Wednesday, December 17, 2008

Why don't women trust hospitals?

Gloria Lemay writes a response to a Canadian obstetrician who asks "When did we become the enemy?" I took an Advanced Doula training course online with Gloria and think she has some valuable perspectives to share. I like that she calls out the attitudes he demonstrates in his own op-ed to show the reasons that women who want normal birth do not trust the hospital. I particularly noticed his statement, "I have attended about 7,000 pregnant women and have a good idea how the complicated collection of things that must come together in just the right way for there to be a good outcome actually come together." This is how so much of the generic hospital attitude is towards birth: everything has to be just right - just perfect - for you to have a baby normally. You must have just the right strength of contractions, just the right amount apart, or you'll get Pitocin to make them right. You must have just the right amount of progress - not too slow, now! - to avoid Pitocin or artificial membrane rupture. Prolonged pushing? A little concern about the heart rate? Oxygen monitor, oxygen, fetal scalp electrode, vacuum extraction, etcetera. Ask a doctor whether you can avoid interventions - IV, continuous monitoring, and so forth - and he or she will often say, "As long as everything is proceeding normally." But normal is defined so narrowly that almost no one gets to fall in this range. (And then women who get these interventions say, "My birth wasn't normal - something was wrong with the heart rate - I had to get oxygen - birth is so dangerous.") This isn't to say I don't think nothing can go wrong at birth or that interventions are never necessary, but an OB who already thinks that birth is so complicated and will need lots of management to come together "right" is not one I'd pick.

Stored data:
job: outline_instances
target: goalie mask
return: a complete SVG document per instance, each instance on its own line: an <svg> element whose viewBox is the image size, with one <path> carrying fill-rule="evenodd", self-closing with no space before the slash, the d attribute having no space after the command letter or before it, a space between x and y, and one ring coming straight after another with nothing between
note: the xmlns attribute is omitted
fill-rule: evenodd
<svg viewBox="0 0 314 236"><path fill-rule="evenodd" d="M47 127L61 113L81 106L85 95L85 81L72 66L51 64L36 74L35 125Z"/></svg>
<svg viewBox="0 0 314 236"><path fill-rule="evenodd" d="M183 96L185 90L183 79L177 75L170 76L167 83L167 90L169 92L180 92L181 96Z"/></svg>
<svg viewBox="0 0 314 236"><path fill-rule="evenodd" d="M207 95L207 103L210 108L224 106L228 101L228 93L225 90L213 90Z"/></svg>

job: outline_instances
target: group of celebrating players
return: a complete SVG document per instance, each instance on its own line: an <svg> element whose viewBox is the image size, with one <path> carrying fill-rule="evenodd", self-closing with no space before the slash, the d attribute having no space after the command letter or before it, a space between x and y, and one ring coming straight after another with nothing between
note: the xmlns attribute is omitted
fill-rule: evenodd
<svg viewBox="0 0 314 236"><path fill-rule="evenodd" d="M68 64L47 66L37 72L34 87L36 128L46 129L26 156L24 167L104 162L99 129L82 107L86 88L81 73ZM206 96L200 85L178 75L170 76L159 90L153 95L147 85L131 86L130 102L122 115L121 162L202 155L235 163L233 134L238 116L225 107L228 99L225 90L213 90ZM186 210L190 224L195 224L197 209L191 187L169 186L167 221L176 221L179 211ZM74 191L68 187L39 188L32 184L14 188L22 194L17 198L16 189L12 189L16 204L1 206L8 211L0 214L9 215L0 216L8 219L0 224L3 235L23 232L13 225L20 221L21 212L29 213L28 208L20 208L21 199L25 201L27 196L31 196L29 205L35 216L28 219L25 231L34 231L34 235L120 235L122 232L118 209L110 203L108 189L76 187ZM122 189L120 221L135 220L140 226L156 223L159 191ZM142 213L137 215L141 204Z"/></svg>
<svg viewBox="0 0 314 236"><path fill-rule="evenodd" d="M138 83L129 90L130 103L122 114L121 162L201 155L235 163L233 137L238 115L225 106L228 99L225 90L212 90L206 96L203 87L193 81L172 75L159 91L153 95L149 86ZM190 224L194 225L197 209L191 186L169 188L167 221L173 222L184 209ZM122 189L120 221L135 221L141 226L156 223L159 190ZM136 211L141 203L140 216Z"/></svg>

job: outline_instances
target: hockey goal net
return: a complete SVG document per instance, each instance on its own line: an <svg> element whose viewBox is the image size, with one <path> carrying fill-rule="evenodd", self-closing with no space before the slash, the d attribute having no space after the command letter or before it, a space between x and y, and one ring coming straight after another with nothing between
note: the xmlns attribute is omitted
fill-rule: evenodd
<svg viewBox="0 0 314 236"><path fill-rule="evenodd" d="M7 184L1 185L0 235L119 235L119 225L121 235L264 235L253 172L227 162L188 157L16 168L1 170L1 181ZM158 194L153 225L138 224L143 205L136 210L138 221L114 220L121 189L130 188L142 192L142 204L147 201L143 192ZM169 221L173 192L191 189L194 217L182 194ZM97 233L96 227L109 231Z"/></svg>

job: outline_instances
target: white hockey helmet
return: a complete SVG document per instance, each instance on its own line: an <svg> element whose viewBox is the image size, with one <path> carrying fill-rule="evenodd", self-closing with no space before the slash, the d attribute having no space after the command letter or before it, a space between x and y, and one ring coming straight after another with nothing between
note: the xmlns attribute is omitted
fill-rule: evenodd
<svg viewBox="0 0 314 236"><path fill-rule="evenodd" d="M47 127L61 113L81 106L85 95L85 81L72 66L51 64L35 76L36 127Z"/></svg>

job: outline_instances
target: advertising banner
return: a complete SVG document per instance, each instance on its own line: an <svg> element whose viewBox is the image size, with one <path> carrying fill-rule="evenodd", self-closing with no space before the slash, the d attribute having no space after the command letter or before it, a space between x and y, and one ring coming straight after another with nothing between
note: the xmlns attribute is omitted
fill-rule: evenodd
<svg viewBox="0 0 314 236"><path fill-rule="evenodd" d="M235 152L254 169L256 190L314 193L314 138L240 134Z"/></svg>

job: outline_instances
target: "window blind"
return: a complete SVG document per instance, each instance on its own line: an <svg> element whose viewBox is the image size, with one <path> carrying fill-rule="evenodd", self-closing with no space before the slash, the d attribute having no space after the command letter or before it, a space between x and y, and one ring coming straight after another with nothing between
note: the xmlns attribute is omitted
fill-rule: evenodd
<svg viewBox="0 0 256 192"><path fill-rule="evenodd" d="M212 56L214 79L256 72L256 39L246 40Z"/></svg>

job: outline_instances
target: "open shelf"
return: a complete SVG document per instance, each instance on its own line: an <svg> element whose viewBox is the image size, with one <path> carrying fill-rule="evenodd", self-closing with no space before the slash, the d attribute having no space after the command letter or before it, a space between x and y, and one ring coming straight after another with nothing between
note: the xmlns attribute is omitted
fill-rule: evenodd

Exercise prompt: Print the full blog post on why women don't trust hospitals, word for word. These items were taken from a separate source.

Result:
Wednesday, December 17, 2008

Why don't women trust hospitals?

Gloria Lemay writes a response to a Canadian obstetrician who asks "When did we become the enemy?" I took an Advanced Doula training course online with Gloria and think she has some valuable perspectives to share. I like that she calls out the attitudes he demonstrates in his own op-ed to show the reasons that women who want normal birth do not trust the hospital. I particularly noticed his statement, "I have attended about 7,000 pregnant women and have a good idea how the complicated collection of things that must come together in just the right way for there to be a good outcome actually come together." This is how so much of the generic hospital attitude is towards birth: everything has to be just right - just perfect - for you to have a baby normally. You must have just the right strength of contractions, just the right amount apart, or you'll get Pitocin to make them right. You must have just the right amount of progress - not too slow, now! - to avoid Pitocin or artificial membrane rupture. Prolonged pushing? A little concern about the heart rate? Oxygen monitor, oxygen, fetal scalp electrode, vacuum extraction, etcetera. Ask a doctor whether you can avoid interventions - IV, continuous monitoring, and so forth - and he or she will often say, "As long as everything is proceeding normally." But normal is defined so narrowly that almost no one gets to fall in this range. (And then women who get these interventions say, "My birth wasn't normal - something was wrong with the heart rate - I had to get oxygen - birth is so dangerous.") This isn't to say I don't think nothing can go wrong at birth or that interventions are never necessary, but an OB who already thinks that birth is so complicated and will need lots of management to come together "right" is not one I'd pick.